BEGIN Information supplied

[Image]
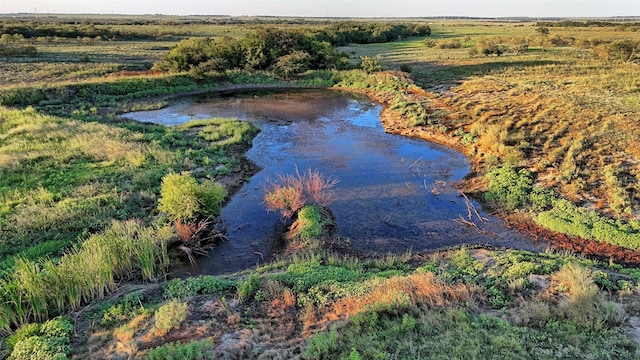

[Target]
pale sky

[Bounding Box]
[0,0,640,17]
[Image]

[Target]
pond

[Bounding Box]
[124,90,541,274]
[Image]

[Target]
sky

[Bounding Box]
[0,0,640,17]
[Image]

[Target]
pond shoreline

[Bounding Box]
[124,83,640,265]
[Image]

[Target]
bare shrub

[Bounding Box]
[264,175,304,218]
[264,169,338,218]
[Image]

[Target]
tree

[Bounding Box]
[360,56,382,74]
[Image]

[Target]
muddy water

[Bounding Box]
[126,90,540,274]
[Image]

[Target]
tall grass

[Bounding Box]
[0,220,175,330]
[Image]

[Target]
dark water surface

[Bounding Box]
[125,90,541,274]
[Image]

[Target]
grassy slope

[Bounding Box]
[66,249,640,359]
[348,23,640,216]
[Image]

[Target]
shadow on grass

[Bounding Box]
[412,57,564,91]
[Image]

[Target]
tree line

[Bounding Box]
[156,23,431,77]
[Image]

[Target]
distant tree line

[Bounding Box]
[156,23,431,77]
[536,20,640,28]
[0,22,158,40]
[0,18,431,42]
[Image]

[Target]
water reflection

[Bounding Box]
[121,90,537,273]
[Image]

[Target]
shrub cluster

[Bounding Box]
[156,23,431,78]
[7,318,73,360]
[264,169,338,218]
[158,172,227,221]
[144,340,215,360]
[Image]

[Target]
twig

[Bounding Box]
[453,215,478,229]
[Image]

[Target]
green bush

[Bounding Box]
[534,199,640,249]
[100,293,149,327]
[9,318,73,360]
[238,274,262,301]
[298,205,323,239]
[485,165,533,209]
[155,300,189,334]
[144,340,214,360]
[360,56,382,74]
[158,172,227,221]
[6,323,40,352]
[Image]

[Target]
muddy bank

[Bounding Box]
[344,82,640,266]
[122,90,541,274]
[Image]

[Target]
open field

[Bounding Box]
[0,16,640,359]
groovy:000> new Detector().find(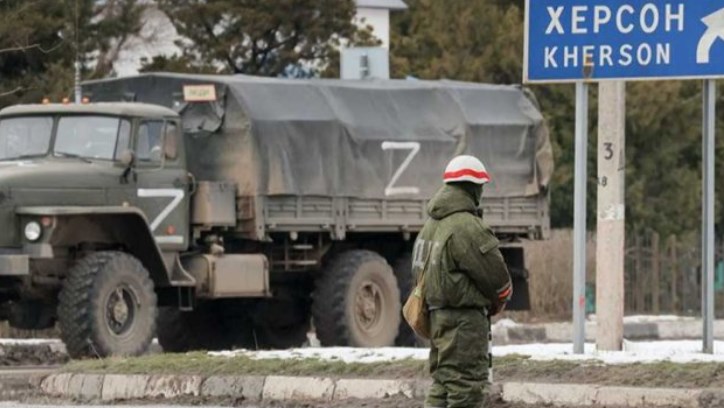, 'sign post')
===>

END Information supplied

> [The exercise] Shift every bounding box coordinate up by 132 and reproduce every line from the start of the records up to and including the line with "[126,90,540,274]". Leave all other text as it is, and omit the pictures.

> [Result of this task]
[Image]

[Target]
pale sky

[Bounding Box]
[132,132,772,149]
[Image]

[Target]
pond

[Bounding Box]
[256,222,673,406]
[Image]

[Target]
sky

[Bounding Box]
[132,132,772,149]
[Image]

[Target]
pond shoreline

[Bounding Box]
[256,215,772,397]
[Image]

[Target]
bare shrub

[Bounding Box]
[396,307,436,350]
[396,301,470,350]
[Image]

[Target]
tree

[Bounding Box]
[492,188,514,206]
[Image]

[Target]
muddy water

[Bounding Box]
[258,222,672,406]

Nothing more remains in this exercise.